_EXTRAIT FOURNI_.
══════════════════════════════

Publié le : 19 Mars 2025

Par : Hervé Lancelin

Catégorie : Critique d’art

Temps de lecture : 9 minutes

Les sculptures de Rebecca Warren transforment l’argile et le bronze en formes ambiguës qui oscillent entre le sublime et le grotesque, défiant les conventions esthétiques avec une intensité presque criminelle. Son travail nous interroge sur les frontières entre matérialité brute et raffinement artistique.

Écoutez-moi bien, bande de snobs. Rebecca Warren n’est pas une sculptrice comme les autres. Elle est cette artiste britannique qui malaxe l’argile avec une intensité presque criminelle, jetant au visage de l’establishment artistique des créations qui oscillent entre le sublime et le grotesque. Ses oeuvres semblent émerger d’un univers primitif où les conventions esthétiques seraient encore à inventer. Warren est cette force qui transforme la matière brute en formes ambiguës, proches de totems païens mais résolument contemporaines.

Quand vous contemplez ses sculptures massives en bronze, peintes avec une délibération enfantine, vous êtes face à des êtres quasi-humanoïdes, déformés par des protubérances, des bosses, des creux et des coulures. Ces créatures ressemblent à d’anciens menhirs celtiques ou à des statues primitives, mais elles sont aussi des parodies mordantes des hommages que l’art moderne a rendus à ces mystérieux totems. Les “Los Hadeans” de Warren, avec leurs visages simiesque et leurs excroissances spiniformes, habitent véritablement le monde des Enfers dont ils tirent leur nom.

La relation de Warren avec la matière est fondamentalement physique, brutale même. Elle pousse, tire, manipule l’argile qui garde ensuite les empreintes de ses doigts, même lorsqu’elle est solidifiée en bronze. Cette approche sensitive et tactile rappelle étrangement le concept de “corps sans organes” théorisé par Gilles Deleuze et Félix Guattari [1]. Dans leur ouvrage “Mille Plateaux”, ces philosophes décrivent un corps libéré des contraintes organiques, un corps qui n’est pas organisé hiérarchiquement mais qui existe comme une surface d’intensités. Les sculptures de Warren incarnent parfaitement cette notion : elles sont des masses d’intensité pure, des corps en devenir constant qui résistent aux catégorisations faciles.

══════════════════════════════

_À FAIRE_.
**A)** Reproduisez mot pour mot tout le passage de l'extrait qui va de « Écoutez-moi bien, bande » jusqu'à « mais résolument contemporaines. ».
**B)** D'après l'extrait, dans quel ouvrage Gilles Deleuze et Félix Guattari décrivent-ils un corps libéré des contraintes organiques ?
Appuyez-vous uniquement sur l'extrait.

_DONNÉES ENREGISTRÉES_.
══════════════════════════════

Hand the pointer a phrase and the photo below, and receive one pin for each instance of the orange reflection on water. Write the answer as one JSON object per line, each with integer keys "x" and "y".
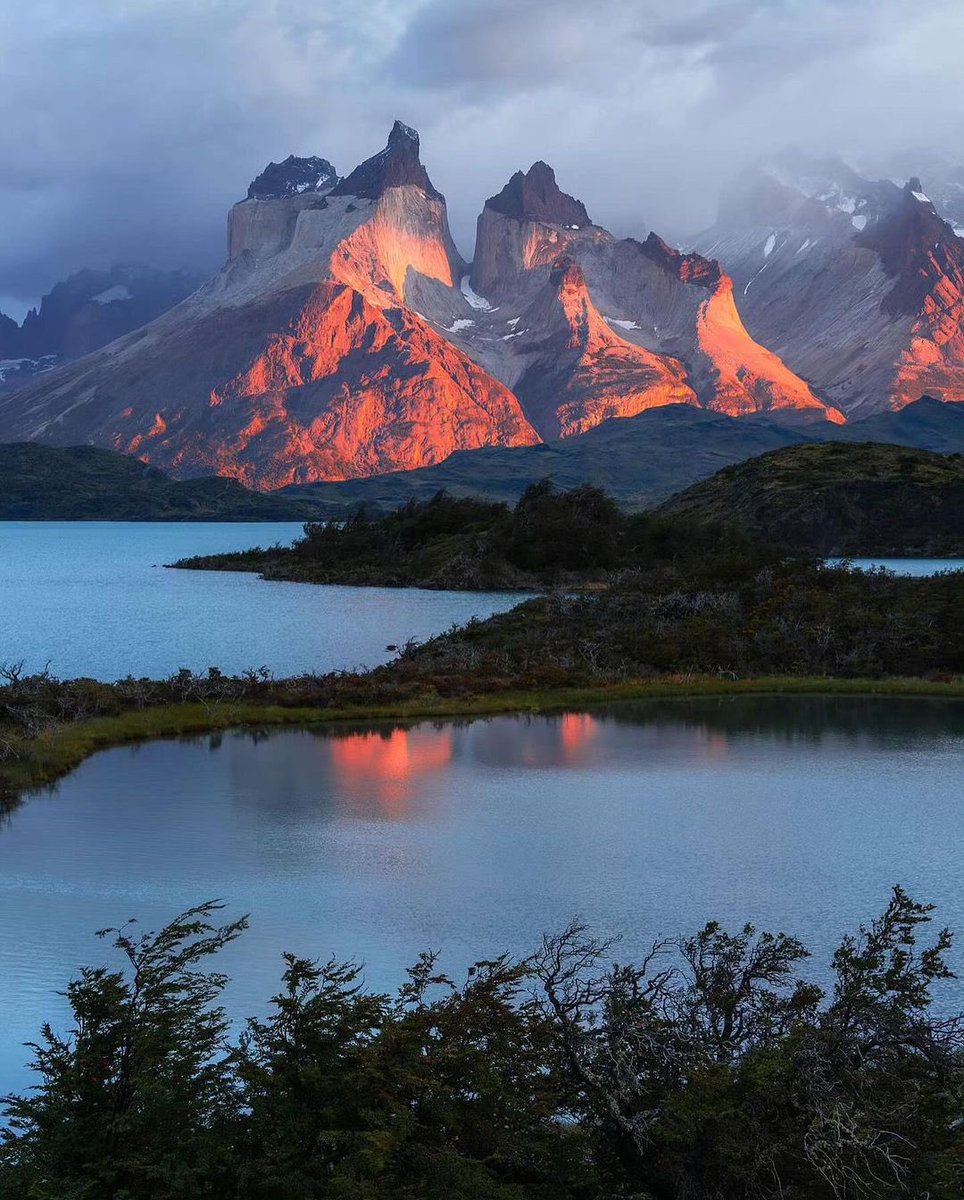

══════════════════════════════

_RÉPONSES PROPOSÉES_.
**A)**
Écoutez-moi bien, bande de snobs. Rebecca Warren n’est pas une sculptrice comme les autres. Elle est cette artiste britannique qui malaxe l’argile avec une intensité presque criminelle, jetant au visage de l’establishment artistique des créations qui oscillent entre le sublime et le grotesque. Ses oeuvres semblent émerger d’un univers primitif où les conventions esthétiques seraient encore à inventer. Warren est cette force qui transforme la matière brute en formes ambiguës, proches de totems païens mais résolument contemporaines.

**B)** Dans « Mille Plateaux ».